--- INSTRUCTIONS TO FOLLOW ---
Starting from the line that contains "white background, which", reproduce each line exactly through the end of the material, and include no other lines.

--- Saved entries ---
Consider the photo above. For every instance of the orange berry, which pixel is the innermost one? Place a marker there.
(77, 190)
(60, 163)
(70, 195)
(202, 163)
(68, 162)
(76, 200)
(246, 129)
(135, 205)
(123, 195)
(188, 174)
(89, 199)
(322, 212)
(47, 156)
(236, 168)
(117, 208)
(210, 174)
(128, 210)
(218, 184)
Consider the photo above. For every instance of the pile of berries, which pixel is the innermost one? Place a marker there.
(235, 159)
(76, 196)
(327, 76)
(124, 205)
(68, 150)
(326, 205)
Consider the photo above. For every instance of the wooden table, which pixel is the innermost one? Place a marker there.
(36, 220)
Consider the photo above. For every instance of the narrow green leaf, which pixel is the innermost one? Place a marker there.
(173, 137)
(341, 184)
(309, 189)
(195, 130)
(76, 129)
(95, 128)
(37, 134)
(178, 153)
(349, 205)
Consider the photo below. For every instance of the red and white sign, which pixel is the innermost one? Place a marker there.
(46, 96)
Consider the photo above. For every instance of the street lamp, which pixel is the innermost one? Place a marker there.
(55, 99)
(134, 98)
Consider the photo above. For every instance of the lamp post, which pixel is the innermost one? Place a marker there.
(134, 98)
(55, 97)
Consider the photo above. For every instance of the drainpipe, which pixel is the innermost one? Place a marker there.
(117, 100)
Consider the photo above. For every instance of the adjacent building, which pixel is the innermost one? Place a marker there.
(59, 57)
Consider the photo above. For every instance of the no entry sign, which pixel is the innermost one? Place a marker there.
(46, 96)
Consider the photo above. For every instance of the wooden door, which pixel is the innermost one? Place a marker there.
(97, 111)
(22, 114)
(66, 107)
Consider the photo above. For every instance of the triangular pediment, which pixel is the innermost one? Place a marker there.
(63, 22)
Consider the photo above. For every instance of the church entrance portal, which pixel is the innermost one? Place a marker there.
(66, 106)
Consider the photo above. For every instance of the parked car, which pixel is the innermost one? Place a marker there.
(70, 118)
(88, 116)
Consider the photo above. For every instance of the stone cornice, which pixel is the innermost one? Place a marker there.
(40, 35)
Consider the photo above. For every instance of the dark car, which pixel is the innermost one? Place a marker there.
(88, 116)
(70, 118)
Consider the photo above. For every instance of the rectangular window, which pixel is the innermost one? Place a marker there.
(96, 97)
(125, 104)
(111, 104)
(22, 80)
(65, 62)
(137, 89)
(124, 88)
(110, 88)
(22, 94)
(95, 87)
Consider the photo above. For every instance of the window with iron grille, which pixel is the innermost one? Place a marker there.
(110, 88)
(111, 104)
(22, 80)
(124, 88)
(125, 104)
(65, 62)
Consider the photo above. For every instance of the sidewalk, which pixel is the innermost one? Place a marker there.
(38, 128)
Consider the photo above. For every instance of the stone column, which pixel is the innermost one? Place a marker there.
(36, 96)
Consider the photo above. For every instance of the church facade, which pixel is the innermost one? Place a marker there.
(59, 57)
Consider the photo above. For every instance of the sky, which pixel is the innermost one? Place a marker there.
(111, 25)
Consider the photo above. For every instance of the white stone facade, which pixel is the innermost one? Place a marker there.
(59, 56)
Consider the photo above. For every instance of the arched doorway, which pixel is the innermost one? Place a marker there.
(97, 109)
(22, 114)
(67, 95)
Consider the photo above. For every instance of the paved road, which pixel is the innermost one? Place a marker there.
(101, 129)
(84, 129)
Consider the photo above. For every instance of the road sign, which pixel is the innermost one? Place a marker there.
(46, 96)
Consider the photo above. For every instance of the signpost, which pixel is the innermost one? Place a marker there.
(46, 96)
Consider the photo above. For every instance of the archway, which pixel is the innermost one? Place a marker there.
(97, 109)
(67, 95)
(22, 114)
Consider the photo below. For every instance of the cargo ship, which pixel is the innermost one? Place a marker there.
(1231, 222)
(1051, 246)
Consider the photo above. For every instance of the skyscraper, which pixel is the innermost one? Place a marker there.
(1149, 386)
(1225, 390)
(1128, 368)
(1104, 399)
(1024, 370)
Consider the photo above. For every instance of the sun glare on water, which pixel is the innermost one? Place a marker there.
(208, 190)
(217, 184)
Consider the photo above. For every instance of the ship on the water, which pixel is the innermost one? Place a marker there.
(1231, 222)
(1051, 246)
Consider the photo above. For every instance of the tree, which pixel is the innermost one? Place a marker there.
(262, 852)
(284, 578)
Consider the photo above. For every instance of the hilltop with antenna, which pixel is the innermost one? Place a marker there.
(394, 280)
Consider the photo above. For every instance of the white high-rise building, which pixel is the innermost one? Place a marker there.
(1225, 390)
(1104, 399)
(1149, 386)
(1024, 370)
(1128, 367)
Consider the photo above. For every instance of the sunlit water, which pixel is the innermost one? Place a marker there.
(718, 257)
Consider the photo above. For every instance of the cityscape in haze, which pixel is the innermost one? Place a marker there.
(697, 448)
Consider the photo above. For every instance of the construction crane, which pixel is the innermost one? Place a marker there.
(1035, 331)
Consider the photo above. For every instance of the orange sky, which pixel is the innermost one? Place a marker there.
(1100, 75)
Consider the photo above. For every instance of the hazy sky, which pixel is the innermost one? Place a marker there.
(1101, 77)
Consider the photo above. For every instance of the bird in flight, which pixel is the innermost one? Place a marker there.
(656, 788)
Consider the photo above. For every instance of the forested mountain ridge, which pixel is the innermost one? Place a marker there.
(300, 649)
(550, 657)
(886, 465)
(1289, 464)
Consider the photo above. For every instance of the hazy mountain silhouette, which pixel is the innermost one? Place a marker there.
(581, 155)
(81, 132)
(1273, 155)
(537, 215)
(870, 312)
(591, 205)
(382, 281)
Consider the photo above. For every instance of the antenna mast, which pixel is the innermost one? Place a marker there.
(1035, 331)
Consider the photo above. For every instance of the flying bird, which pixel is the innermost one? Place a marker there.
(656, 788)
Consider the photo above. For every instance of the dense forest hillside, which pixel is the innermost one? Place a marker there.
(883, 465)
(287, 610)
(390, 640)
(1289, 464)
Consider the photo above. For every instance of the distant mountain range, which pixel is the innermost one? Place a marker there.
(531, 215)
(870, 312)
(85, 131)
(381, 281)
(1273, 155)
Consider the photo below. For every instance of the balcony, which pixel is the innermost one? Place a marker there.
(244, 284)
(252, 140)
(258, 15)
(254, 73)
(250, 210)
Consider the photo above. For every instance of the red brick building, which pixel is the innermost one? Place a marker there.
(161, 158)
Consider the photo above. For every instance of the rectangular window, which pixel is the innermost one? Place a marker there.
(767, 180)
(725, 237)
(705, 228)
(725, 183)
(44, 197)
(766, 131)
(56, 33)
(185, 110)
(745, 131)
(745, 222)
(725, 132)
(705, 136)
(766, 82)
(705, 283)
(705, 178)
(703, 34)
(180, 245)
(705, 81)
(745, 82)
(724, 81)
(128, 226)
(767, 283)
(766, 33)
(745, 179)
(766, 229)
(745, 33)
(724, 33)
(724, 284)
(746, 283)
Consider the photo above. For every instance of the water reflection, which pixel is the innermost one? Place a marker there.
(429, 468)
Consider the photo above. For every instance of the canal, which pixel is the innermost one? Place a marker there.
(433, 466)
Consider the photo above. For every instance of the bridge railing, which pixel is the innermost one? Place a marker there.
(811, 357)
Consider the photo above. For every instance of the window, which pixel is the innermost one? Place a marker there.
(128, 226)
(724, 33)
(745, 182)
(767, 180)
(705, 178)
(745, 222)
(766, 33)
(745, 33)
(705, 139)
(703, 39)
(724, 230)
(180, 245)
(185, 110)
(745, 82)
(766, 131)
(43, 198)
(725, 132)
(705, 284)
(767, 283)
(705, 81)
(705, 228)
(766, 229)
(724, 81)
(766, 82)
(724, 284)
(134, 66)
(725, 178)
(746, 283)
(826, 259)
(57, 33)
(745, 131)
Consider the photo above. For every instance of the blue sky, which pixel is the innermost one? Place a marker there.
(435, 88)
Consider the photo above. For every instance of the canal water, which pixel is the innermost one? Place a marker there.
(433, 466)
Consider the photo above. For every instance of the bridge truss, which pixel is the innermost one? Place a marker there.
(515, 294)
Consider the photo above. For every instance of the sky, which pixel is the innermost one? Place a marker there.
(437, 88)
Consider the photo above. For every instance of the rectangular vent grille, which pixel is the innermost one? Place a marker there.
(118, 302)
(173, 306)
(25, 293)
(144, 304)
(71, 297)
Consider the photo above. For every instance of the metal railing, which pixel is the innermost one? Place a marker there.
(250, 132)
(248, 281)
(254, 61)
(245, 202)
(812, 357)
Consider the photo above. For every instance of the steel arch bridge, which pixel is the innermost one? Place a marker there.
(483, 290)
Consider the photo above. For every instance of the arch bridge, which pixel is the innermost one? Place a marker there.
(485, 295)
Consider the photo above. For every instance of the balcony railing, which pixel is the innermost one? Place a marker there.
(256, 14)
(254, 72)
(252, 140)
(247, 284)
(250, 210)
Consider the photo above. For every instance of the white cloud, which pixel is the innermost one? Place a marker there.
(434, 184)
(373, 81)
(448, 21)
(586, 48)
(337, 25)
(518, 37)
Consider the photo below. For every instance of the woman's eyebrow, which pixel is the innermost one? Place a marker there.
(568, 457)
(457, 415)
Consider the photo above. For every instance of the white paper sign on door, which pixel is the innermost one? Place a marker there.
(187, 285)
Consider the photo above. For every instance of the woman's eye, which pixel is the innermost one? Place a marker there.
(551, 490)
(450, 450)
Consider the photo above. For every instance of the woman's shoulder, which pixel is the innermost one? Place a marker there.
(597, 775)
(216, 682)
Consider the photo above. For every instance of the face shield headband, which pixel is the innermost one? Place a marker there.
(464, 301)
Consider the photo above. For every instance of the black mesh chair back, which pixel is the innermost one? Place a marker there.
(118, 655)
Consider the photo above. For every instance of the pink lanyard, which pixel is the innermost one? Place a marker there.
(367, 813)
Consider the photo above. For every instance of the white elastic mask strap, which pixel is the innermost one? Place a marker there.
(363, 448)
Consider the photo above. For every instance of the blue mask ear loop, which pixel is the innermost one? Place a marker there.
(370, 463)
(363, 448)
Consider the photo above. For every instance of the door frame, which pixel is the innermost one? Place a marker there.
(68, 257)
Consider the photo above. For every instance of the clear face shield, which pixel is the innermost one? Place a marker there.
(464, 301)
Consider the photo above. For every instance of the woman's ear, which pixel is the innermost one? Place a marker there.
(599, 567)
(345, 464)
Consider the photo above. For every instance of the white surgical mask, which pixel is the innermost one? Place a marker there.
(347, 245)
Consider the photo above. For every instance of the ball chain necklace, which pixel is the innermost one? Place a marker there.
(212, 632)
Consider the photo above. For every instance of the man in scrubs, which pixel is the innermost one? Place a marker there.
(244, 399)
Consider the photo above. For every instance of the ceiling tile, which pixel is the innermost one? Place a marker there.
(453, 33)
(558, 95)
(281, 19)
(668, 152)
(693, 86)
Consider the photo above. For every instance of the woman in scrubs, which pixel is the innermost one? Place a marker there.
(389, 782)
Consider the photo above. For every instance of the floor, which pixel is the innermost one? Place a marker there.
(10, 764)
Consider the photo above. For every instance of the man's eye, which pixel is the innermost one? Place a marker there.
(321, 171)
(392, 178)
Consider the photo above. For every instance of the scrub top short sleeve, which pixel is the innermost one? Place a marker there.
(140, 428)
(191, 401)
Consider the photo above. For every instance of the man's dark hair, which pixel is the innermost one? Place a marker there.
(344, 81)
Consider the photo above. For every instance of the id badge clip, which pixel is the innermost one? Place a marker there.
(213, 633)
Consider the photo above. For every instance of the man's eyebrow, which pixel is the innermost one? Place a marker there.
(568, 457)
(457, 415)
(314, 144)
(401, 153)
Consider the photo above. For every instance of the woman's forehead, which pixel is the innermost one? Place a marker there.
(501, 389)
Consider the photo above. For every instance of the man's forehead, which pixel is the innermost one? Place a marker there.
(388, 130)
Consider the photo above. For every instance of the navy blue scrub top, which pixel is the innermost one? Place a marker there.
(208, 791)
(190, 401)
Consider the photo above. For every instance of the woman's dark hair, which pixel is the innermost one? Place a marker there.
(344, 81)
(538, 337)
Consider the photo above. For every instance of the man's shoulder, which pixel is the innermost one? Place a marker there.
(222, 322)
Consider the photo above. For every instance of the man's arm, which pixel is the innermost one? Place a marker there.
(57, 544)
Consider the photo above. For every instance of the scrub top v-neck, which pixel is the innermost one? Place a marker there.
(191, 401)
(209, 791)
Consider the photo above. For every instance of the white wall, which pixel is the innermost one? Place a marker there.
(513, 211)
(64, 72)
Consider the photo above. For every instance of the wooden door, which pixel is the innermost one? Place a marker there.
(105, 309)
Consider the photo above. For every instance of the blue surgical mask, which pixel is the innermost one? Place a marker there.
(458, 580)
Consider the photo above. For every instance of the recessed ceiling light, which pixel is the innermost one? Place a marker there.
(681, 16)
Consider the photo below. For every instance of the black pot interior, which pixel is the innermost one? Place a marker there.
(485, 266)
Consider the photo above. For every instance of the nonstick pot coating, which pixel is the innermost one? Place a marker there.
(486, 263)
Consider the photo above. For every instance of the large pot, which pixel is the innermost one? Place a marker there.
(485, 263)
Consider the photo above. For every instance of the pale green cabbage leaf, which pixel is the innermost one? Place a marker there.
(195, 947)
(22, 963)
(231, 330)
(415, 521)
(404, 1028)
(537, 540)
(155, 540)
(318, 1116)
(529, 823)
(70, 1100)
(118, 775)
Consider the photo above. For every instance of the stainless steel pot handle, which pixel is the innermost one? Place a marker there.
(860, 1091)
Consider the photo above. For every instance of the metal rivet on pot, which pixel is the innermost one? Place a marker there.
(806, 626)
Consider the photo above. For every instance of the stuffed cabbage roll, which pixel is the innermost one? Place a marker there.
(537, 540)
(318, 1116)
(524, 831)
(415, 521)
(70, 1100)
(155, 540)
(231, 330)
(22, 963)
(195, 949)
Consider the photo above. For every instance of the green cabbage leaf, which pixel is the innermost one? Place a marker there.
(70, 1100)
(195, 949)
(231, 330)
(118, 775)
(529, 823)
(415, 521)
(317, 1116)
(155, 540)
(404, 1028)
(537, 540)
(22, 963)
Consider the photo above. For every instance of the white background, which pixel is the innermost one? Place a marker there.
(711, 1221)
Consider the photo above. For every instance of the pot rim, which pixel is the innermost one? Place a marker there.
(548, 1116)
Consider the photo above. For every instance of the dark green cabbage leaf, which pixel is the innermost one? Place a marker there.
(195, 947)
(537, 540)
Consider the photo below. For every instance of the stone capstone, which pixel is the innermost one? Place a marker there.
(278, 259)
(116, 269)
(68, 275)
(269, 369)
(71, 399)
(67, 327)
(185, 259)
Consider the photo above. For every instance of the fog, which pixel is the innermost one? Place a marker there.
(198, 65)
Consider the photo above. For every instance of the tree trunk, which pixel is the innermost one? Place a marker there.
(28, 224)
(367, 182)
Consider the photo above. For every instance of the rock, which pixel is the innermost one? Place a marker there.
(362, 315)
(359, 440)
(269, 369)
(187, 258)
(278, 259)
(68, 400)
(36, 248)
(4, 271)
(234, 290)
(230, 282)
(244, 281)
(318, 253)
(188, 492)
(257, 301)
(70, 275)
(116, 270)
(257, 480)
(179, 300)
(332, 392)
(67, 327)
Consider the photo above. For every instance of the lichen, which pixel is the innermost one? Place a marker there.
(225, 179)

--- OUTPUT FOR THIS TASK ---
Consider the photo above. For every instance of the white background, which pixel is the innermost one? Place a marker there.
(711, 1221)
Consider the photo above. For every instance of the pot rim, which pixel is the innermost one? Place a marker there.
(548, 1116)
Consider the photo above. For every instance of the dark green cabbage leaf, which pixel is the innermost one? Place a marker there.
(195, 947)
(537, 540)
Consider the photo below. For every instance of the stone capstone, which pixel is the innermost one? Place a marker there.
(278, 259)
(116, 269)
(68, 275)
(269, 369)
(71, 399)
(67, 327)
(185, 259)
Consider the photo above. For every instance of the fog, which pixel is the innermost one? Place a marker there.
(198, 65)
Consider the photo above. For every instance of the tree trunk, which pixel is the innermost one? Place a marker there.
(28, 224)
(367, 182)
Consider the photo above. For every instance of the rock, which pixel is the innermost one? Place a marker there.
(362, 315)
(359, 440)
(269, 369)
(187, 258)
(278, 259)
(68, 400)
(36, 248)
(4, 271)
(234, 290)
(230, 282)
(244, 281)
(318, 253)
(188, 492)
(257, 301)
(70, 275)
(116, 270)
(257, 480)
(179, 300)
(332, 392)
(67, 327)
Consider the photo above. For every instance of the lichen, which pixel is the innermost one? Place a marker there.
(225, 179)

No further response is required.